• _Required work_
Search the material for the string "deepest", then return every line where it is found.
[[ The records, beginning ]]
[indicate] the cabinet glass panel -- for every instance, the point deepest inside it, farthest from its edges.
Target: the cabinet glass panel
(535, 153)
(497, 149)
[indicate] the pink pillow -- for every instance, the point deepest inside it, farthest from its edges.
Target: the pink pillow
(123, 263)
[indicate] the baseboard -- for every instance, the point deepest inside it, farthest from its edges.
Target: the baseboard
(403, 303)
[[ The records, end ]]
[[ The records, beginning ]]
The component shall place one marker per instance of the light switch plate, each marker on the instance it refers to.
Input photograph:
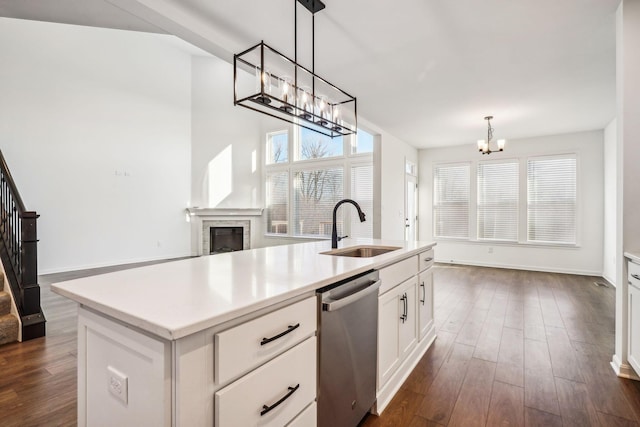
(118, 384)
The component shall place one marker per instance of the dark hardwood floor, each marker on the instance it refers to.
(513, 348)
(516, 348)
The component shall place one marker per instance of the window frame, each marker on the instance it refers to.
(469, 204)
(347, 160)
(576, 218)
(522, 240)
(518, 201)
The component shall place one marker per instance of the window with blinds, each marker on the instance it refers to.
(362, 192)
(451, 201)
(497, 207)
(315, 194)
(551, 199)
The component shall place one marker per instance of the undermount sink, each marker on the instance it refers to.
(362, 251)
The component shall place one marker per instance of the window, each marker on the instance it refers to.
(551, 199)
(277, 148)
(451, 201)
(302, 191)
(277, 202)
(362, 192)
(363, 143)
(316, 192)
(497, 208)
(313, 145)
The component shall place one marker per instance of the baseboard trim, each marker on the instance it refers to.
[[ The records, end ]]
• _Solution for this problem_
[indicate] the cabinet glass panel -- for every instance, the point deepest inside it, farthest from its edges.
[indicate] the pink pillow -- for every instance, the point deepest inside it, farthest from its edges.
[indicate] the baseboard -- for every instance, the point deepest inside it, farthest from its edges.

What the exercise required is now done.